- _PROBLEM TO SOLVE_: The data follows this line. Copy verbatim the line with "Q: Using the form shown in this sample, indicate the zipper" and each line after it to the end.

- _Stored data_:

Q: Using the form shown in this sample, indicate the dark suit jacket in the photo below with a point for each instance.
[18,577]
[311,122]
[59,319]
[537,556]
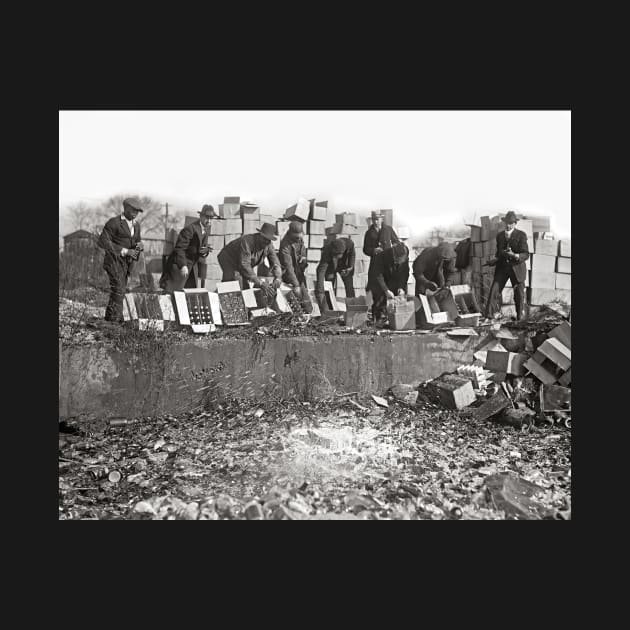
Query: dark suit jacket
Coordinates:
[384,275]
[384,238]
[518,244]
[290,253]
[185,253]
[249,251]
[113,238]
[432,266]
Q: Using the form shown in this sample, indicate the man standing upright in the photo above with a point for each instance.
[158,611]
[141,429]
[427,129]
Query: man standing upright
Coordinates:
[379,237]
[293,256]
[388,277]
[181,270]
[338,257]
[509,262]
[239,256]
[120,239]
[434,268]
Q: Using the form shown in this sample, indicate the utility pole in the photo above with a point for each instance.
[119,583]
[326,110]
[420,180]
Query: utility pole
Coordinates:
[164,256]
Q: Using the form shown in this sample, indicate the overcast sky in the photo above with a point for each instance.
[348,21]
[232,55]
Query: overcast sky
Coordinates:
[434,168]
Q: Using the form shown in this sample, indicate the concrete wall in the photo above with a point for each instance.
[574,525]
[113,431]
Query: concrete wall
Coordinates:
[96,380]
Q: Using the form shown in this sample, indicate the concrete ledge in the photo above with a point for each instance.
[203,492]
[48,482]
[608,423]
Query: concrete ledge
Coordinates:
[98,380]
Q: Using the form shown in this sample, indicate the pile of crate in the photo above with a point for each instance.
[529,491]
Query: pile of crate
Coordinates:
[320,226]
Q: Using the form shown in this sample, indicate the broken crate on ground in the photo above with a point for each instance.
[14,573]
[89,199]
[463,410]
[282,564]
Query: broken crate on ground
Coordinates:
[454,392]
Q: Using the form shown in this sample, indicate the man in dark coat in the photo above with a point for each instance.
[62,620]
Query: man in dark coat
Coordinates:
[120,239]
[509,262]
[181,270]
[388,276]
[434,268]
[293,256]
[239,256]
[338,257]
[378,238]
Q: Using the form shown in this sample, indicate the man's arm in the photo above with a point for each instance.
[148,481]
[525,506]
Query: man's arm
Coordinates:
[321,277]
[351,255]
[395,238]
[379,271]
[450,271]
[245,262]
[523,254]
[272,257]
[105,239]
[370,243]
[181,245]
[286,261]
[419,268]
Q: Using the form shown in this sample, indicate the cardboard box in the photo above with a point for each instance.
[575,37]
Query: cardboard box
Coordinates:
[563,265]
[489,249]
[299,211]
[313,255]
[251,213]
[316,241]
[542,280]
[508,362]
[230,210]
[538,296]
[316,227]
[346,218]
[543,375]
[282,227]
[543,263]
[250,226]
[318,213]
[563,281]
[475,233]
[388,217]
[562,333]
[216,241]
[556,352]
[455,392]
[546,247]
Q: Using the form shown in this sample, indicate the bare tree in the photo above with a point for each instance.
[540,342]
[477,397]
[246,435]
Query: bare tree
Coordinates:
[81,216]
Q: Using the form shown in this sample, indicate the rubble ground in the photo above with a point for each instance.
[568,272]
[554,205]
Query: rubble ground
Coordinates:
[330,460]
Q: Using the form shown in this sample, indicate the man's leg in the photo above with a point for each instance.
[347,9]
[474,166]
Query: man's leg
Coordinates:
[348,282]
[519,295]
[498,283]
[379,306]
[118,284]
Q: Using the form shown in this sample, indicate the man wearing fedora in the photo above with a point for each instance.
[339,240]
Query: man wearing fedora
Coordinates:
[388,277]
[293,256]
[120,239]
[240,256]
[182,268]
[509,263]
[338,257]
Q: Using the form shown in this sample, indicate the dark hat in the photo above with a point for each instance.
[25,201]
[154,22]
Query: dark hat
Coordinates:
[400,252]
[446,250]
[296,227]
[337,247]
[133,202]
[208,209]
[510,217]
[268,231]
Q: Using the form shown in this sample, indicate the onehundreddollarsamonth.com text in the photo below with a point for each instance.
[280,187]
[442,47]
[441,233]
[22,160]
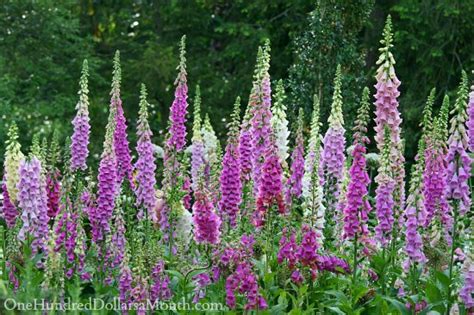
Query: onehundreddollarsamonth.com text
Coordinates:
[97,304]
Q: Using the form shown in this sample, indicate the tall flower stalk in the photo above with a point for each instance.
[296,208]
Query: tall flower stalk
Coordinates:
[13,157]
[212,159]
[80,136]
[313,206]
[470,122]
[459,170]
[435,171]
[358,206]
[333,157]
[175,179]
[260,111]
[270,192]
[178,110]
[280,123]
[32,201]
[107,181]
[122,150]
[384,194]
[230,181]
[197,152]
[415,211]
[206,222]
[145,165]
[294,187]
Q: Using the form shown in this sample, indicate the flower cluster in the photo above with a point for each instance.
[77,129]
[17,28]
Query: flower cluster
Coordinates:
[295,182]
[206,222]
[270,191]
[333,157]
[358,207]
[178,110]
[32,200]
[122,151]
[230,181]
[145,165]
[261,115]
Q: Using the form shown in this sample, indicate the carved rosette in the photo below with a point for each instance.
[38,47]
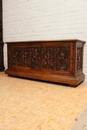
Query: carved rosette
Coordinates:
[51,58]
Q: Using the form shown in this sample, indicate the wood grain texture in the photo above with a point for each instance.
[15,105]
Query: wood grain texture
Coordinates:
[56,61]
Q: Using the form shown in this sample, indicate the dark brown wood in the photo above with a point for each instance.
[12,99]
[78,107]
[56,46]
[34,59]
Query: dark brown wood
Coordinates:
[1,40]
[56,61]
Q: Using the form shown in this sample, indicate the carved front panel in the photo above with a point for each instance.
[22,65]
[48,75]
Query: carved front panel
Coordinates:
[50,58]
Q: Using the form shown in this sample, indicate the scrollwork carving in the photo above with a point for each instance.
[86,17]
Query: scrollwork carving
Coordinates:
[51,58]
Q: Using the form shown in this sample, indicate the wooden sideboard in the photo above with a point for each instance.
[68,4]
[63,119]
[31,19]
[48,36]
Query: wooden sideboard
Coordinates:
[59,61]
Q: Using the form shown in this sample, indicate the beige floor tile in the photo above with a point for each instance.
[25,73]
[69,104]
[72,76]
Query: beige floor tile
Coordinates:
[32,105]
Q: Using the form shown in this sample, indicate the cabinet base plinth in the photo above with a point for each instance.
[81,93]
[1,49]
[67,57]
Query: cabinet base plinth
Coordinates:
[72,81]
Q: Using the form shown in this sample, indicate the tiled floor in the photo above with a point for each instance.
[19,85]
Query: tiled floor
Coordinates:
[32,105]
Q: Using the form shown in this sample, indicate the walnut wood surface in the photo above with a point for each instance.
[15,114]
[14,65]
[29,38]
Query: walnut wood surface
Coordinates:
[56,61]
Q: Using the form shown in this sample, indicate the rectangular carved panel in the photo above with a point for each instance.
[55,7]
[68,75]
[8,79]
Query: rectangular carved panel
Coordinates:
[56,61]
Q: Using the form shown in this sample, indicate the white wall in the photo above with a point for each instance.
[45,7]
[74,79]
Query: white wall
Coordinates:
[25,20]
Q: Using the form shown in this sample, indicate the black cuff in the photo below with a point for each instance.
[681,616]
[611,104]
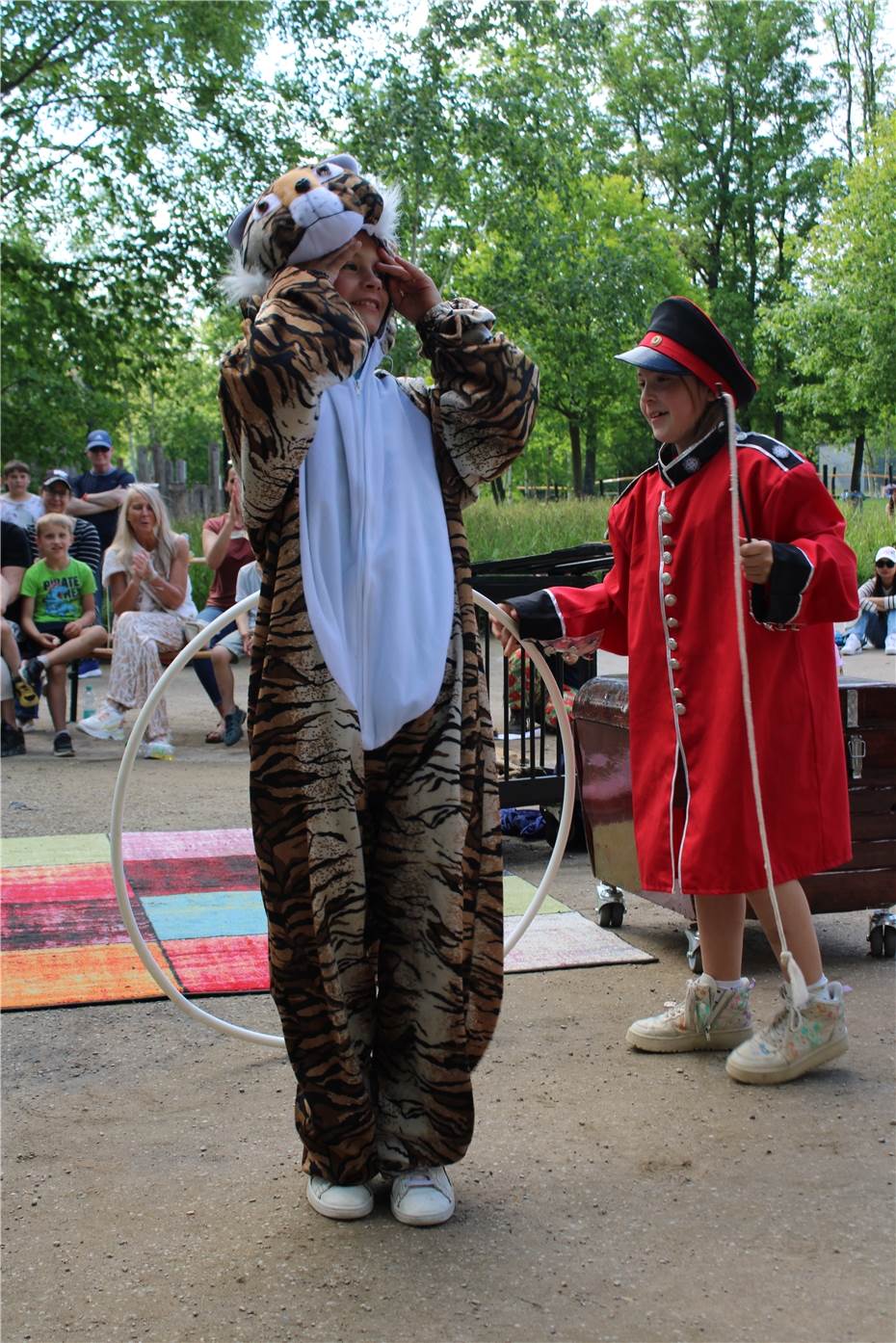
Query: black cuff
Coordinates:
[779,600]
[538,616]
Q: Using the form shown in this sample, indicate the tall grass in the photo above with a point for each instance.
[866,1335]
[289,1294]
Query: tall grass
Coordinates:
[530,527]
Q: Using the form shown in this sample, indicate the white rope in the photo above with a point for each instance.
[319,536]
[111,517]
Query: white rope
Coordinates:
[125,771]
[789,965]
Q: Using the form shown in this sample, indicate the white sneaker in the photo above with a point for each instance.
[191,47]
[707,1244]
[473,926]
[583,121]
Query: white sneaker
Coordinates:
[708,1018]
[797,1041]
[106,724]
[422,1197]
[341,1202]
[157,750]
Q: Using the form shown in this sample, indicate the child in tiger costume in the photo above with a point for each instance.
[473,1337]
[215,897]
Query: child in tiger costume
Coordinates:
[374,791]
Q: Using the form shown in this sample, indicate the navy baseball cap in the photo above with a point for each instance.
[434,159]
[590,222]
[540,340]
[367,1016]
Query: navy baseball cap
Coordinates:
[683,338]
[55,480]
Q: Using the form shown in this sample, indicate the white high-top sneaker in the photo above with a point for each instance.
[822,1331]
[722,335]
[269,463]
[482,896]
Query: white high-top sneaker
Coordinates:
[708,1018]
[797,1041]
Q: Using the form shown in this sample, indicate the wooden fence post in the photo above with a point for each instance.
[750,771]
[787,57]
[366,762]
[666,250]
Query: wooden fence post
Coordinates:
[157,465]
[214,476]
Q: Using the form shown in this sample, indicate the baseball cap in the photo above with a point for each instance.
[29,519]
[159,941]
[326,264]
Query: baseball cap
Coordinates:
[57,478]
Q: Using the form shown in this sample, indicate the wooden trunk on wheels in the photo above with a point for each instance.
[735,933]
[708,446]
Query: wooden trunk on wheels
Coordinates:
[868,715]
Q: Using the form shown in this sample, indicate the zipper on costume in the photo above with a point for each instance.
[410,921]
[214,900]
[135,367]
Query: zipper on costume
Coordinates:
[663,514]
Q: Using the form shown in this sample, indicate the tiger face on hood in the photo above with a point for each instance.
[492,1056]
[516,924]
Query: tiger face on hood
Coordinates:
[303,215]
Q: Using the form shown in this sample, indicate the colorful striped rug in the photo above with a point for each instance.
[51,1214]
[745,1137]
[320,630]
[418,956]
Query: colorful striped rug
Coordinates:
[197,902]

- _RESPONSE_:
Q: Using the form shown in this sample, indicate the zipper on costume in the photo above with a point for each instance.
[410,921]
[214,900]
[135,367]
Query: zipper on costume
Coordinates:
[663,514]
Q: Using the form shown in this sample, indicate the tiger face on hood in the photo above with a point for each instance.
[492,1056]
[516,924]
Query: tiger face on hood
Coordinates:
[303,215]
Q: Using the form shown in this sample, indicate the colorful striped rug in the photo above with a point for each instance.
[51,1214]
[745,1137]
[320,630]
[418,956]
Query: colorful striped rug
Coordinates:
[197,902]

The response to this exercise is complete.